As was the case with “legitimacy,” there was broad agreement that teacher leadership requires support, but diversity in assumptions of just how this happens in practice. Consequently, we hypothesize that research on teacher leadership will be more useful if it takes care to describe the source and nature of the support teachers draw upon in their leadership activities.


What is the objective of teachers’ influence? Teaching and learning are clearly at the heart of teachers’ core work, but how directly must teachers influence teaching and learning to be considered teacher leaders?

Some members of this professional community were focused solely on teachers who are promoting instructional change among their colleagues, and might even go as far as to say that if teachers are not influencing the instructional practice of colleagues, then they are not practicing “teacher leadership.” They were focused on such roles as instructional coaches, mentors, peer assistants and professional learning leaders. Others cast a wider net to include those who have an impact on cultural conditions (e.g. trust, reflective practice or collaboration) or structural conditions (e.g. curricular decisions, staffing or schedule) affecting teaching and learning. Still others include teachers’ roles in policy as teacher leadership: This might include the teacher who lobbies for a new school lunch program, advises the state on new licensure regulations, serves on a school board or assumes leadership of the teachers’ union.

Whether researchers using the term “teacher leadership” are referencing a narrow objective, are open to any possible target a teacher may influence, or something in between, it seems clear that there is much about the actual enactment of leadership that could differ as objectives differ. It follows that it is important that scholars clarify any assumptions about the objectives of teacher leadership that are embedded in their work because other scholars may not share them.


Leadership is influence. What expectations or assumptions do researchers hold about the methods by which teachers influence others?

We perceived a variety of ways that researchers and practitioners view teacher leaders’ method of influence. Some scholars focus on the direct, intentional influence that teacher leaders might exert, for example, through modeling of their own core practices, leading professional learning, facilitating dialogue within communities of practice or conducting observations with feedback. Others focus on indirect, intentional influence such as negotiating for institutional resources and support.

Yet others include teachers who influence the work of colleagues in unintentional ways, such as through their dispositions, (e.g. being positive, welcoming, risk-taking). Research increasingly points to the value of social capital on teaching culture and student learning. Are you a teacher leader, for example, if you are a model of reflective practice and collaboration, or are you just being a professional?

To be done: In the passage on teacher leadership, which roles did the people focused only on instructional change have in mind?

Material provided:
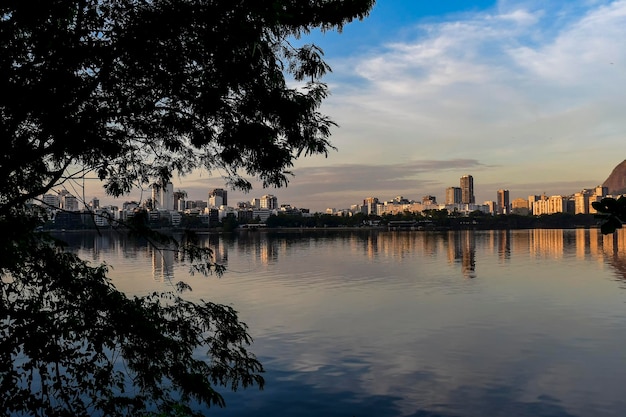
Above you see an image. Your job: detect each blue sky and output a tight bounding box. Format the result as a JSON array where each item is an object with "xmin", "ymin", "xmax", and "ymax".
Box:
[{"xmin": 108, "ymin": 0, "xmax": 626, "ymax": 210}]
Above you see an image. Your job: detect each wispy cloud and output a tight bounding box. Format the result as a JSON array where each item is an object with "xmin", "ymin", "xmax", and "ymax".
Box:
[{"xmin": 308, "ymin": 1, "xmax": 626, "ymax": 208}]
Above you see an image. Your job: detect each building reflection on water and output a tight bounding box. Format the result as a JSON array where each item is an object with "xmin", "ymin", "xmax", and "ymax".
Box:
[{"xmin": 60, "ymin": 229, "xmax": 626, "ymax": 281}]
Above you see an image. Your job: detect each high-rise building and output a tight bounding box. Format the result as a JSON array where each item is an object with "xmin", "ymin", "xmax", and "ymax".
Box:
[
  {"xmin": 461, "ymin": 175, "xmax": 476, "ymax": 204},
  {"xmin": 259, "ymin": 194, "xmax": 278, "ymax": 210},
  {"xmin": 361, "ymin": 197, "xmax": 378, "ymax": 214},
  {"xmin": 209, "ymin": 188, "xmax": 228, "ymax": 207},
  {"xmin": 511, "ymin": 198, "xmax": 530, "ymax": 216},
  {"xmin": 496, "ymin": 190, "xmax": 511, "ymax": 214},
  {"xmin": 446, "ymin": 187, "xmax": 461, "ymax": 205}
]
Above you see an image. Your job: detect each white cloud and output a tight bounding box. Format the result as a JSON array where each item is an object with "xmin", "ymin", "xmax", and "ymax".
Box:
[{"xmin": 314, "ymin": 1, "xmax": 626, "ymax": 208}]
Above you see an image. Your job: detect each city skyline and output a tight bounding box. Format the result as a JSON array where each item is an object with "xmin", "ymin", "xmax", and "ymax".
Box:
[{"xmin": 75, "ymin": 0, "xmax": 626, "ymax": 211}]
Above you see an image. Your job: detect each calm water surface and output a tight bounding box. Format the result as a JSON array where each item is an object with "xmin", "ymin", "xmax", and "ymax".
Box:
[{"xmin": 61, "ymin": 230, "xmax": 626, "ymax": 417}]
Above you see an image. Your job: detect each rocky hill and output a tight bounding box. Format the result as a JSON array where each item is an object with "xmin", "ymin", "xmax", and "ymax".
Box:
[{"xmin": 602, "ymin": 160, "xmax": 626, "ymax": 195}]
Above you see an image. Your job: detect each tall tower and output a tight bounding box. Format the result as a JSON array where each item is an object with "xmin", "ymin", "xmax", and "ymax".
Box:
[
  {"xmin": 497, "ymin": 190, "xmax": 510, "ymax": 214},
  {"xmin": 446, "ymin": 187, "xmax": 461, "ymax": 205},
  {"xmin": 461, "ymin": 175, "xmax": 476, "ymax": 204}
]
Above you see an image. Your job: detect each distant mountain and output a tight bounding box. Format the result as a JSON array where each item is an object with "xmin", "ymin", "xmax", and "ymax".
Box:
[{"xmin": 602, "ymin": 160, "xmax": 626, "ymax": 195}]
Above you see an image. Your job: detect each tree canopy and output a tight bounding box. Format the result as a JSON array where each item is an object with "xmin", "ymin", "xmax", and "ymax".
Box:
[{"xmin": 0, "ymin": 0, "xmax": 374, "ymax": 416}]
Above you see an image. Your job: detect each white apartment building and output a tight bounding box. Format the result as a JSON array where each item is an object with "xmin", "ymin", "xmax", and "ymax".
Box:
[{"xmin": 533, "ymin": 195, "xmax": 567, "ymax": 216}]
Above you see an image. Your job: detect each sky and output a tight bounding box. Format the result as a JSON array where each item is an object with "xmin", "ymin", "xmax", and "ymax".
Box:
[{"xmin": 97, "ymin": 0, "xmax": 626, "ymax": 211}]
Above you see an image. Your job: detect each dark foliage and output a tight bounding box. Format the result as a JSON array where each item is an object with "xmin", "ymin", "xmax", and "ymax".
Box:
[{"xmin": 591, "ymin": 196, "xmax": 626, "ymax": 235}]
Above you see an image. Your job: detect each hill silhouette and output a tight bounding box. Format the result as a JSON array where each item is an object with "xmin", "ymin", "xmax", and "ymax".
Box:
[{"xmin": 602, "ymin": 160, "xmax": 626, "ymax": 195}]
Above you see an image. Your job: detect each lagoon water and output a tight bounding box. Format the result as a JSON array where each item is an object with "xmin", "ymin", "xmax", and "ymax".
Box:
[{"xmin": 64, "ymin": 229, "xmax": 626, "ymax": 417}]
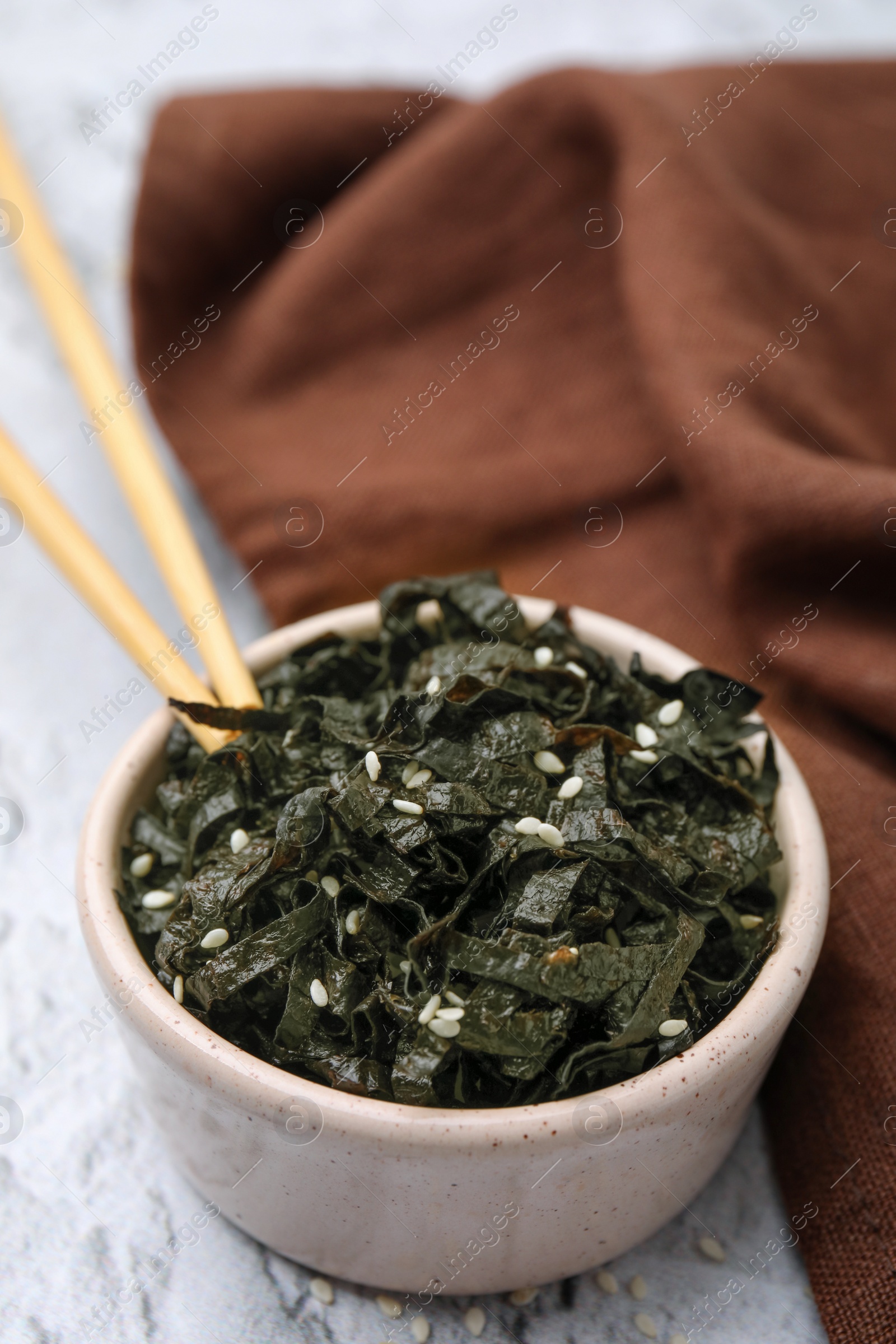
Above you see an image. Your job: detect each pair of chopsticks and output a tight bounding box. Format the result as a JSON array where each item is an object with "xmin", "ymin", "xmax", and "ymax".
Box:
[{"xmin": 0, "ymin": 124, "xmax": 262, "ymax": 752}]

Result of the exercise: Instructional coaches, mentors, peer assistants and professional learning leaders.